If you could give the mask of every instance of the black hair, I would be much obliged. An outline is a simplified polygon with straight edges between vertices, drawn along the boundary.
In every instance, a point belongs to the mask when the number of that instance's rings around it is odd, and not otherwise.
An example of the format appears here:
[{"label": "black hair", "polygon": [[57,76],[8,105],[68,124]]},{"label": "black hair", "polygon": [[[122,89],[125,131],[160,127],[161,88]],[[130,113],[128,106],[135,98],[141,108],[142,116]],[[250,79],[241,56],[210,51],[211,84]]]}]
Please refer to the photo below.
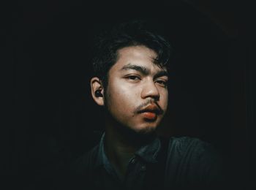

## PROBLEM TO WORK ON
Copy the material above word for word, leaving out the picture.

## EXPECTED OUTPUT
If you could give the mask of every instance of the black hair, I would be much obliged. An outline is a simplified polygon with straight edges between vertices, drawn along the boundary.
In every instance, a point belongs to the mask when the number of that instance's rings around it is odd, and not otherwise.
An example of the format appears here:
[{"label": "black hair", "polygon": [[57,76],[8,105],[68,124]]},{"label": "black hair", "polygon": [[[122,89],[125,131],[160,127],[161,88]],[[130,113],[128,106],[135,98],[141,108],[142,116]],[[250,79],[241,56],[210,51],[211,84]]]}]
Please refer to the photo below.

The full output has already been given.